Aufgabe 1
Aktualisiere im Lexikonartikel zum Agrarhandel den Abschnitt, der mit „Lexikon des Agrarraums“ beginnt und mit „oder auch Landtechnik.“ endet, und gib ihn wieder, wobei „Getreide“ durch „Mais“ ersetzt ist.

Zitierter Text

------------------------

Lexikon des Agrarraums

Kurt G. Baldenhofer

Zuckerrohrplantage in Australien

Agrarhandel

Der Kauf und Verkauf von landwirtschaftlich erzeugten Produkten und Rohstoffen, wie Getreide und Ölsaaten und von verarbeiteten Produkten der Ernährungsindustrie wie Käse oder Wurstwaren. Häufig wird auch der Handel mit den für die Landwirtschaft notwendigen Betriebsmitteln darunter verstanden. Dazu gehören beispielsweise Saatgut, Düngemittel, Futtermittel oder auch Landtechnik.

Der Agrarhandel kann unterschieden werden nach der Maßstabsebene (z.B. regional, international), dem Handelsgut oder den Handelsstufen (Großhandel und Einzelhandel).

Der Agrarhandel gleicht Ungleichgewichte aus, die räumlich, zeitlich, qualitativ und quantitativ zwischen der Produktion landwirtschaftlicher Erzeugnisse und deren Verarbeitung bzw. Konsum auftreten. Er ist Bestandteil des Agribusiness.

Der internationale Agrarhandel unterliegt großen Risiken (Ernteverluste, Preisschwankungen), die durch internationale Abkommen, tarifäre und nichttarifäre Handelshemmnisse sowie Buffer Stocks abgemildert werden.

------------------------

Aufgabe 2
Gib jede Zeile der Datensätze unverändert zurück, in der die Zeichenfolge „rocky“ vorkommt.

Datensatz
------------------------

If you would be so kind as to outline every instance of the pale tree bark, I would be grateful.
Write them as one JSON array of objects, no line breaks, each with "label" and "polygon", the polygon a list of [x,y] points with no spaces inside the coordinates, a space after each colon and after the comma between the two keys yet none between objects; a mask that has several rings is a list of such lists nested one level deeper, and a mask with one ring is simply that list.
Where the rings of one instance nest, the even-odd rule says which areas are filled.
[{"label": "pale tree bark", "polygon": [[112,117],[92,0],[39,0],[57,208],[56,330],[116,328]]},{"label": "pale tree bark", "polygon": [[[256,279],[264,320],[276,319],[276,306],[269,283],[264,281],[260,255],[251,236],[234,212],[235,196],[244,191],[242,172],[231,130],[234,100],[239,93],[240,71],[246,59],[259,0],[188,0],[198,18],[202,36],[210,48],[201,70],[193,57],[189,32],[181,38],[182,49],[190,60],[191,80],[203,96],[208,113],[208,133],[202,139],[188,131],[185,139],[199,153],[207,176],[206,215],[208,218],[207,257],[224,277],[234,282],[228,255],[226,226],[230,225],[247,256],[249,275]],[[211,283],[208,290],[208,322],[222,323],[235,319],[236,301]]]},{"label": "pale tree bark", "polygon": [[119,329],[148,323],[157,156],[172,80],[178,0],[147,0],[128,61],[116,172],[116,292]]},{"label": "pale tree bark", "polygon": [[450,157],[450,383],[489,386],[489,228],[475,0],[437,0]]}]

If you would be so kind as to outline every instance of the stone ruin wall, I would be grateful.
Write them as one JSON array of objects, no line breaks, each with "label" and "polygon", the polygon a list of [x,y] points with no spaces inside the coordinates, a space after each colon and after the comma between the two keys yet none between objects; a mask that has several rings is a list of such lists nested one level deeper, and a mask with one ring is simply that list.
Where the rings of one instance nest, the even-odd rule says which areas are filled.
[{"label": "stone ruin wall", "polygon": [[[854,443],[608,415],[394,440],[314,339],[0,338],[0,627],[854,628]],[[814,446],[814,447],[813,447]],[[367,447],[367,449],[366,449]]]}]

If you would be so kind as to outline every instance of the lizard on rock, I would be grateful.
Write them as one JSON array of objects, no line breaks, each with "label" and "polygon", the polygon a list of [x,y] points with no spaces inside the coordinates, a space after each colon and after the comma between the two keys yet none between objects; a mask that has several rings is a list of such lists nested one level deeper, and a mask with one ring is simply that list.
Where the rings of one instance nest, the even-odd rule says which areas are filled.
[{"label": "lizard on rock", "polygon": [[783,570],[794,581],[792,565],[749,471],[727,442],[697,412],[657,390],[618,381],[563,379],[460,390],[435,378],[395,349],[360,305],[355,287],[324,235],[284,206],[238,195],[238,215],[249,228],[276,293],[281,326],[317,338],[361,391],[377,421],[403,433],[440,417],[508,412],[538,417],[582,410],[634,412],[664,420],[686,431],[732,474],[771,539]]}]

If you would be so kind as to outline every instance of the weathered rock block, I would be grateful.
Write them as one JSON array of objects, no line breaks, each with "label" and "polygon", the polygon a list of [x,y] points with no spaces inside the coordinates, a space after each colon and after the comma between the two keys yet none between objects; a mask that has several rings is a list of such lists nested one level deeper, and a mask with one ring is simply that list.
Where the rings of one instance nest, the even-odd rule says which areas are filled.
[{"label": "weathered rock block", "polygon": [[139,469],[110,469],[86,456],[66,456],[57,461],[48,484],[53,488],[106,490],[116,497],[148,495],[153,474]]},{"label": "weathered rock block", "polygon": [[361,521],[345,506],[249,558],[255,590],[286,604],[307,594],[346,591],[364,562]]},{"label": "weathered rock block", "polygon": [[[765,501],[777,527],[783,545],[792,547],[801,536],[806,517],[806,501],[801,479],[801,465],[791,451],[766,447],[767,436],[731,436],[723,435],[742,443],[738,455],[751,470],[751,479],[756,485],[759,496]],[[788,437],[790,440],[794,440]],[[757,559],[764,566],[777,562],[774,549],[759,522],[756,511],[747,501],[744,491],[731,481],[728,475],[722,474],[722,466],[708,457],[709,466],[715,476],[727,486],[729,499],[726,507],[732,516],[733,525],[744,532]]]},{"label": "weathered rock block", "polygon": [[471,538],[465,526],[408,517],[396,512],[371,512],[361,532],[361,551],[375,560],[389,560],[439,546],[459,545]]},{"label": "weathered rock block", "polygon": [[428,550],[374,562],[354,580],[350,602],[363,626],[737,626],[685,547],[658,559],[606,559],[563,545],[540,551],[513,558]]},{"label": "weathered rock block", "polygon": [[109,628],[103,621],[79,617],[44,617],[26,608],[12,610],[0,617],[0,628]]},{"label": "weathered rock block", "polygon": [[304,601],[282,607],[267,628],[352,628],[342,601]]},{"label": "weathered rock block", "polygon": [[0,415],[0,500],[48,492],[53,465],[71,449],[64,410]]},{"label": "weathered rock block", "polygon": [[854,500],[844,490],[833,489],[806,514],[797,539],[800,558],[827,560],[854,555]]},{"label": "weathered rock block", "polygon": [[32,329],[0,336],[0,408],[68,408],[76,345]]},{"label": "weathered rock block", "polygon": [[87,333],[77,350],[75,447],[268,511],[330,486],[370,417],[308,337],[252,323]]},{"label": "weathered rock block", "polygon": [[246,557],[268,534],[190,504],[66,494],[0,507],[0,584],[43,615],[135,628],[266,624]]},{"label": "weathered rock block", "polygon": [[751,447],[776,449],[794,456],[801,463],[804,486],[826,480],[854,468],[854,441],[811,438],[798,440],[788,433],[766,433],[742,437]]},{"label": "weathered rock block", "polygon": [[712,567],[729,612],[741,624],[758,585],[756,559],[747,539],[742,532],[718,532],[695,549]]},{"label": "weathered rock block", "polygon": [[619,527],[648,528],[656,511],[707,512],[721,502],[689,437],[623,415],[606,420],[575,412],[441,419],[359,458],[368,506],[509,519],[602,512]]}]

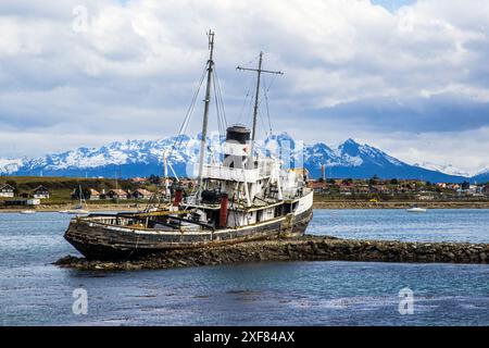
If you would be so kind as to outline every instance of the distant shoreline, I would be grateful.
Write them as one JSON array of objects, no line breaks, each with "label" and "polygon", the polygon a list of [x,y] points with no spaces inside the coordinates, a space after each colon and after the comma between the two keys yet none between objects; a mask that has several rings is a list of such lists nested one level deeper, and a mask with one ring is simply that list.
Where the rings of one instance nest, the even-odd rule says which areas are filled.
[{"label": "distant shoreline", "polygon": [[314,209],[408,209],[413,206],[426,209],[489,209],[488,201],[429,201],[429,202],[365,202],[365,201],[315,201]]},{"label": "distant shoreline", "polygon": [[[362,210],[362,209],[408,209],[413,206],[427,209],[489,209],[488,201],[478,202],[460,202],[460,201],[431,201],[431,202],[365,202],[365,201],[315,201],[314,209],[333,209],[333,210]],[[88,210],[91,212],[103,211],[125,211],[137,212],[141,211],[145,204],[139,208],[130,207],[129,204],[89,204]],[[36,212],[59,212],[63,210],[73,209],[73,206],[40,206],[40,207],[23,207],[23,208],[0,208],[0,213],[18,213],[25,210],[35,210]]]}]

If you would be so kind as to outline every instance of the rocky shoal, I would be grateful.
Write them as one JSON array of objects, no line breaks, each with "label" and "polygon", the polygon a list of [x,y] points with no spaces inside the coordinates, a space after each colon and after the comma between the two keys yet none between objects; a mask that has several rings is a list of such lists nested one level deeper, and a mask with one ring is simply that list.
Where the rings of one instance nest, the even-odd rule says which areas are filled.
[{"label": "rocky shoal", "polygon": [[231,246],[175,250],[135,260],[96,261],[73,256],[53,264],[78,270],[158,270],[262,261],[365,261],[412,263],[487,263],[489,244],[347,240],[304,236]]}]

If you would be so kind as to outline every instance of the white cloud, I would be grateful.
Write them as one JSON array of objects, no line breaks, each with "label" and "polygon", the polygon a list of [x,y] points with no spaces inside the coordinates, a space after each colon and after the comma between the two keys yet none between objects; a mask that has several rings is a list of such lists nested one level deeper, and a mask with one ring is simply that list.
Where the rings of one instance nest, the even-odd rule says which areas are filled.
[{"label": "white cloud", "polygon": [[[86,32],[73,30],[76,5],[88,11]],[[0,4],[0,126],[25,139],[22,151],[28,156],[122,136],[154,138],[176,132],[206,57],[204,33],[213,28],[230,122],[239,114],[251,78],[235,67],[264,50],[265,66],[286,72],[271,96],[273,113],[280,117],[275,124],[286,127],[280,130],[309,139],[310,125],[297,120],[316,111],[315,129],[340,130],[322,135],[316,130],[315,140],[361,135],[366,142],[377,136],[396,141],[392,134],[399,132],[384,129],[386,120],[377,115],[365,114],[361,122],[335,119],[340,124],[331,125],[321,110],[365,100],[408,105],[425,98],[435,103],[440,95],[489,102],[488,23],[489,2],[484,0],[469,5],[461,0],[423,0],[394,12],[367,0],[48,0],[42,4],[4,0]],[[426,124],[438,122],[429,114],[424,117]],[[451,117],[447,122],[464,122],[463,115]],[[487,165],[489,154],[467,157],[423,146],[428,138],[450,136],[460,139],[461,152],[469,151],[477,146],[466,134],[478,134],[486,125],[471,122],[463,133],[451,129],[450,135],[444,128],[428,132],[422,123],[417,132],[398,129],[409,134],[405,138],[413,139],[409,148],[418,152],[391,152],[413,162],[426,158],[465,167]],[[76,129],[78,136],[40,140],[51,138],[53,129],[54,134]],[[18,154],[10,141],[12,136],[0,139],[4,151],[0,157]],[[396,150],[384,142],[387,150]],[[402,137],[399,144],[408,145]]]}]

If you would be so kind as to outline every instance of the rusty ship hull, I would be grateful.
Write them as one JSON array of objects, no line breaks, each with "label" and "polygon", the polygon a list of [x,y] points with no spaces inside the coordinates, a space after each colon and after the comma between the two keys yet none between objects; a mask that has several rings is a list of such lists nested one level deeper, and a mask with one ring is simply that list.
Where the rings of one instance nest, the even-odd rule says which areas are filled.
[{"label": "rusty ship hull", "polygon": [[313,216],[312,208],[241,228],[203,232],[168,232],[116,226],[103,216],[74,219],[64,238],[87,259],[121,260],[167,250],[233,245],[261,239],[302,236]]}]

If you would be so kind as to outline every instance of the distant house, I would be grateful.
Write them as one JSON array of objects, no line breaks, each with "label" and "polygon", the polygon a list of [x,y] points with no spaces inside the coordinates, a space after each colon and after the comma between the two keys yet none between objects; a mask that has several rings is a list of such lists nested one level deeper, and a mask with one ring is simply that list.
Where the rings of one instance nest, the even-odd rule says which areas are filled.
[{"label": "distant house", "polygon": [[40,199],[38,198],[30,198],[30,199],[9,199],[3,202],[3,204],[9,207],[22,207],[22,206],[39,206]]},{"label": "distant house", "polygon": [[143,188],[138,188],[134,191],[130,192],[130,198],[134,199],[150,199],[153,196],[153,192],[143,189]]},{"label": "distant house", "polygon": [[13,198],[15,196],[15,188],[9,184],[0,186],[0,197]]},{"label": "distant house", "polygon": [[39,185],[33,190],[33,197],[38,199],[48,199],[50,197],[49,190],[45,186]]},{"label": "distant house", "polygon": [[121,188],[111,189],[105,194],[105,198],[109,199],[127,199],[127,192]]},{"label": "distant house", "polygon": [[88,190],[88,195],[89,195],[89,197],[88,197],[89,200],[100,200],[100,192],[93,188],[90,188]]}]

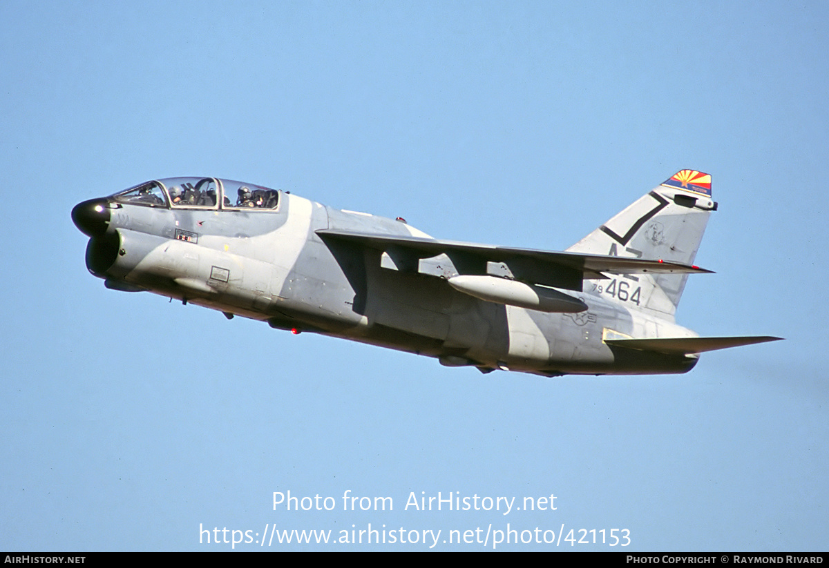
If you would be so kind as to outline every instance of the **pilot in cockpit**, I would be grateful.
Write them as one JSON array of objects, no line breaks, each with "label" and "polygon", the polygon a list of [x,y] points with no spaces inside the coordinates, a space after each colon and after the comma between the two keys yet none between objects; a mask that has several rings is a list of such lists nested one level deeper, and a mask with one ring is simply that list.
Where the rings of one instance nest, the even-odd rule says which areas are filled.
[{"label": "pilot in cockpit", "polygon": [[236,200],[236,207],[253,207],[254,202],[250,200],[250,190],[245,185],[239,188],[239,199]]}]

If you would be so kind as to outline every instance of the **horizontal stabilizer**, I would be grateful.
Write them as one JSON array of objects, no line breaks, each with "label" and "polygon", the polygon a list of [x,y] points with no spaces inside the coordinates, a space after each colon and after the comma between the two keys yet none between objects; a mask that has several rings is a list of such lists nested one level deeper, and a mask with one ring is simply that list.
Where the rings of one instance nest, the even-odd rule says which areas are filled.
[{"label": "horizontal stabilizer", "polygon": [[705,351],[726,349],[730,347],[752,345],[766,341],[779,341],[781,337],[660,337],[649,339],[605,339],[604,343],[641,351],[657,351],[671,355],[687,355]]},{"label": "horizontal stabilizer", "polygon": [[[571,290],[581,290],[581,280],[607,278],[608,277],[608,274],[704,274],[711,272],[690,264],[669,261],[584,253],[558,253],[531,248],[513,248],[456,241],[442,241],[420,237],[359,233],[332,229],[318,230],[317,234],[323,239],[330,238],[349,242],[384,252],[390,249],[402,251],[417,258],[429,258],[439,254],[446,254],[450,258],[453,255],[464,255],[476,258],[482,262],[505,262],[508,266],[526,266],[526,263],[531,263],[537,267],[540,272],[569,271],[580,276],[578,287],[571,287],[555,282],[545,282],[541,280],[535,280],[535,282],[536,283]],[[516,277],[521,277],[518,274]],[[532,280],[532,278],[527,278],[527,280]]]}]

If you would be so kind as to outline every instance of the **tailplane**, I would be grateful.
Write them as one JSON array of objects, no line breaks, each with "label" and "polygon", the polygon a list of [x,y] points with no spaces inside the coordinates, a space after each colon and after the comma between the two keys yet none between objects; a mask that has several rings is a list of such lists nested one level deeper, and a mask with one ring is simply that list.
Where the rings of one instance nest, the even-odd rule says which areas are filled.
[{"label": "tailplane", "polygon": [[[567,251],[693,264],[708,218],[716,209],[711,176],[681,170]],[[672,320],[687,278],[687,274],[626,275],[618,283],[595,280],[590,285],[611,296],[623,289],[619,300],[633,298],[638,309]]]}]

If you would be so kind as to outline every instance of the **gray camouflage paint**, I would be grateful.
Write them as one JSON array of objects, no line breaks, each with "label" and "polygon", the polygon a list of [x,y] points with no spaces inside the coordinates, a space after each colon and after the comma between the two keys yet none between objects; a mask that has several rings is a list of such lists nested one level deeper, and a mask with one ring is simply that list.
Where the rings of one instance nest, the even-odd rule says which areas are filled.
[{"label": "gray camouflage paint", "polygon": [[[139,192],[133,189],[73,210],[75,224],[91,237],[87,266],[107,287],[148,291],[228,317],[409,351],[483,372],[684,373],[697,362],[694,353],[660,353],[604,340],[696,337],[674,323],[687,273],[584,280],[582,291],[560,291],[584,301],[586,311],[536,311],[453,289],[447,279],[470,272],[468,257],[463,251],[456,254],[452,245],[448,255],[424,258],[413,256],[403,241],[377,248],[364,244],[361,237],[338,238],[338,232],[351,232],[430,238],[400,220],[338,210],[284,192],[274,209],[228,207],[231,195],[221,206],[171,207],[167,190],[182,180],[155,182],[164,187],[163,205],[140,202],[144,197],[136,198]],[[228,194],[240,185],[215,181]],[[675,199],[681,193],[657,188],[569,252],[690,265],[715,205],[707,198],[687,203]],[[318,233],[324,229],[328,233]],[[510,277],[526,263],[519,255],[478,262],[474,270]]]}]

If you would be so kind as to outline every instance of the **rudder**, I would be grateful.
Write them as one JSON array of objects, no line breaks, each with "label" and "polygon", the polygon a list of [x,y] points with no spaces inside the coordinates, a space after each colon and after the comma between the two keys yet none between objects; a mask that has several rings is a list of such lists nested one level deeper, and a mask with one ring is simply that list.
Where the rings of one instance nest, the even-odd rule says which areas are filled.
[{"label": "rudder", "polygon": [[[716,209],[711,200],[711,176],[681,170],[567,250],[692,264],[708,218]],[[687,274],[623,277],[628,281],[626,291],[634,286],[640,290],[635,296],[638,308],[673,319]],[[591,283],[599,289],[604,287],[603,282]],[[630,296],[626,291],[626,297]]]}]

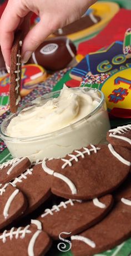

------------------------

Endergebnis 1
Lexikon des Agrarraums

Kurt G. Baldenhofer

Zuckerrohrplantage in Australien

Agrarhandel

Der Kauf und Verkauf von landwirtschaftlich erzeugten Produkten und Rohstoffen, wie Mais und Ölsaaten und von verarbeiteten Produkten der Ernährungsindustrie wie Käse oder Wurstwaren. Häufig wird auch der Handel mit den für die Landwirtschaft notwendigen Betriebsmitteln darunter verstanden. Dazu gehören beispielsweise Saatgut, Düngemittel, Futtermittel oder auch Landtechnik.

Endergebnis 2
If you would be so kind as to outline every instance of the rocky shoal, I would be grateful.
[{"label": "rocky shoal", "polygon": [[231,246],[175,250],[135,260],[96,261],[73,256],[53,264],[78,270],[158,270],[262,261],[365,261],[412,263],[487,263],[489,244],[347,240],[304,236]]}]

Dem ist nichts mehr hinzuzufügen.